Set task: Can you reproduce the whole piece on Justice Rising: Project 77 below, word for word?

Document:
========
Lawndale Christian Legal Center, New Life Center, BUILD Chicago and Breakthrough Urban Ministries joined forces to create Justice Rising: Project 77, which launched Tuesday. The program for people 25 and younger will offer on-site legal aid and wraparound social services at four community centers to address issues that lead Black and Latino youth to become involved in the justice system.

The joined organizations can connect at-risk young people to employment, school, trauma counseling, health care, mental health resources, mentoring, housing, spiritual guidance, sports, violence prevention programs and substance use treatment.

The goal is to break the cycle of crime, mass incarceration and recidivism that burdens Black and Latino neighborhoods. To do that, “we must transform the criminal justice system for all youth under 25 from the ground up,” said Cliff Nellis, executive director of Lawndale Christian Legal Center.

“For decades, we have spent billions policing, prosecuting and incarcerating primarily Black and Latino communities in Chicago … exacerbating the cycle of poverty, the cycle of violence and racial inequity,” Nellis said. “Instead, we need to spend billions of dollars on the interventions that community leaders … have spent decades designing and perfecting.”
========
Supplied information:
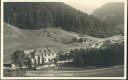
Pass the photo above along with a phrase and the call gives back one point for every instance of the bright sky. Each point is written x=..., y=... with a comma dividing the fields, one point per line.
x=84, y=5
x=88, y=5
========
Solution for this problem:
Lawndale Christian Legal Center, New Life Center, BUILD Chicago and Breakthrough Urban Ministries joined forces to create Justice Rising: Project 77, which launched Tuesday. The program for people 25 and younger will offer on-site legal aid and wraparound social services at four community centers to address issues that lead Black and Latino youth to become involved in the justice system.

The joined organizations can connect at-risk young people to employment, school, trauma counseling, health care, mental health resources, mentoring, housing, spiritual guidance, sports, violence prevention programs and substance use treatment.

The goal is to break the cycle of crime, mass incarceration and recidivism that burdens Black and Latino neighborhoods. To do that, “we must transform the criminal justice system for all youth under 25 from the ground up,” said Cliff Nellis, executive director of Lawndale Christian Legal Center.

“For decades, we have spent billions policing, prosecuting and incarcerating primarily Black and Latino communities in Chicago … exacerbating the cycle of poverty, the cycle of violence and racial inequity,” Nellis said. “Instead, we need to spend billions of dollars on the interventions that community leaders … have spent decades designing and perfecting.”